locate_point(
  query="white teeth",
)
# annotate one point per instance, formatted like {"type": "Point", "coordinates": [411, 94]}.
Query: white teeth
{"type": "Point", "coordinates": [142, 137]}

▶ [Given instruction] Format the lines above as a Markdown table with two columns, "No." for the row number and "Text" for the line itself, leaving out any blank lines.

▶ [Full output]
| No. | Text |
|---|---|
| 1 | locate_point( |
| 2 |   query="white teeth", |
| 3 | ) |
| 4 | # annotate one point per instance, formatted like {"type": "Point", "coordinates": [411, 94]}. |
| 5 | Query: white teeth |
| 6 | {"type": "Point", "coordinates": [142, 137]} |